--- START OF Records ---

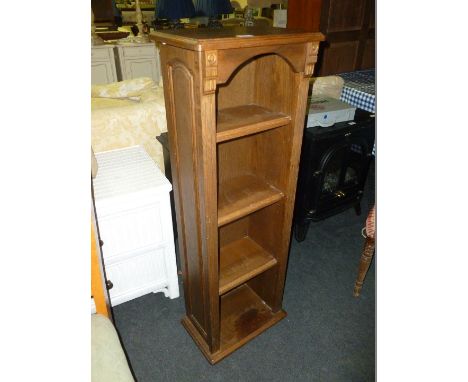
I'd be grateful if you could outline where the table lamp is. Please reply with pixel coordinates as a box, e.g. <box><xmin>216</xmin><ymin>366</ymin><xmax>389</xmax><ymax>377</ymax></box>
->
<box><xmin>194</xmin><ymin>0</ymin><xmax>234</xmax><ymax>28</ymax></box>
<box><xmin>244</xmin><ymin>0</ymin><xmax>271</xmax><ymax>26</ymax></box>
<box><xmin>156</xmin><ymin>0</ymin><xmax>195</xmax><ymax>29</ymax></box>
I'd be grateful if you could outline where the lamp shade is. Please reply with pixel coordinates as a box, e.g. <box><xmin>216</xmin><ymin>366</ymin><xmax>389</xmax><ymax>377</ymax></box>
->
<box><xmin>156</xmin><ymin>0</ymin><xmax>195</xmax><ymax>20</ymax></box>
<box><xmin>194</xmin><ymin>0</ymin><xmax>234</xmax><ymax>17</ymax></box>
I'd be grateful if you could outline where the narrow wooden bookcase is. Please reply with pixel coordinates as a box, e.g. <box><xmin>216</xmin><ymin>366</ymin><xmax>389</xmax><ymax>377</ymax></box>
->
<box><xmin>151</xmin><ymin>27</ymin><xmax>323</xmax><ymax>363</ymax></box>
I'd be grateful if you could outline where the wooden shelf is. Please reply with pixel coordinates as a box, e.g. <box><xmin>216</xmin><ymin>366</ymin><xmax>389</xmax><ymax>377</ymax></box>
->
<box><xmin>182</xmin><ymin>284</ymin><xmax>287</xmax><ymax>364</ymax></box>
<box><xmin>215</xmin><ymin>284</ymin><xmax>286</xmax><ymax>359</ymax></box>
<box><xmin>218</xmin><ymin>175</ymin><xmax>284</xmax><ymax>227</ymax></box>
<box><xmin>216</xmin><ymin>105</ymin><xmax>291</xmax><ymax>143</ymax></box>
<box><xmin>219</xmin><ymin>236</ymin><xmax>276</xmax><ymax>295</ymax></box>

--- END OF Records ---

[To do] Print every row above verbatim, leaving the pictures out.

[Full solution]
I'd be grateful if you could outline where the table lamp is. Please reply with pixel coordinates as a box, e.g. <box><xmin>216</xmin><ymin>366</ymin><xmax>389</xmax><ymax>377</ymax></box>
->
<box><xmin>194</xmin><ymin>0</ymin><xmax>234</xmax><ymax>28</ymax></box>
<box><xmin>244</xmin><ymin>0</ymin><xmax>271</xmax><ymax>26</ymax></box>
<box><xmin>156</xmin><ymin>0</ymin><xmax>195</xmax><ymax>29</ymax></box>
I'd be grateful if you could outline where the lamp shade is. Please reply with pixel coordinates as a box, e.g. <box><xmin>216</xmin><ymin>366</ymin><xmax>389</xmax><ymax>377</ymax></box>
->
<box><xmin>156</xmin><ymin>0</ymin><xmax>195</xmax><ymax>20</ymax></box>
<box><xmin>194</xmin><ymin>0</ymin><xmax>234</xmax><ymax>17</ymax></box>
I'd be grateful if you could outline where the narrow wooden bookcase is. Please reply with pixel coordinates as a box, e.g. <box><xmin>216</xmin><ymin>366</ymin><xmax>389</xmax><ymax>377</ymax></box>
->
<box><xmin>151</xmin><ymin>27</ymin><xmax>323</xmax><ymax>363</ymax></box>
I'd be grateful if you could outline where the wooden shelf is. Please reply with pixel coordinates as a box, e.g. <box><xmin>216</xmin><ymin>366</ymin><xmax>389</xmax><ymax>377</ymax></box>
->
<box><xmin>182</xmin><ymin>284</ymin><xmax>287</xmax><ymax>364</ymax></box>
<box><xmin>215</xmin><ymin>284</ymin><xmax>286</xmax><ymax>359</ymax></box>
<box><xmin>218</xmin><ymin>175</ymin><xmax>284</xmax><ymax>227</ymax></box>
<box><xmin>216</xmin><ymin>105</ymin><xmax>291</xmax><ymax>143</ymax></box>
<box><xmin>219</xmin><ymin>236</ymin><xmax>276</xmax><ymax>295</ymax></box>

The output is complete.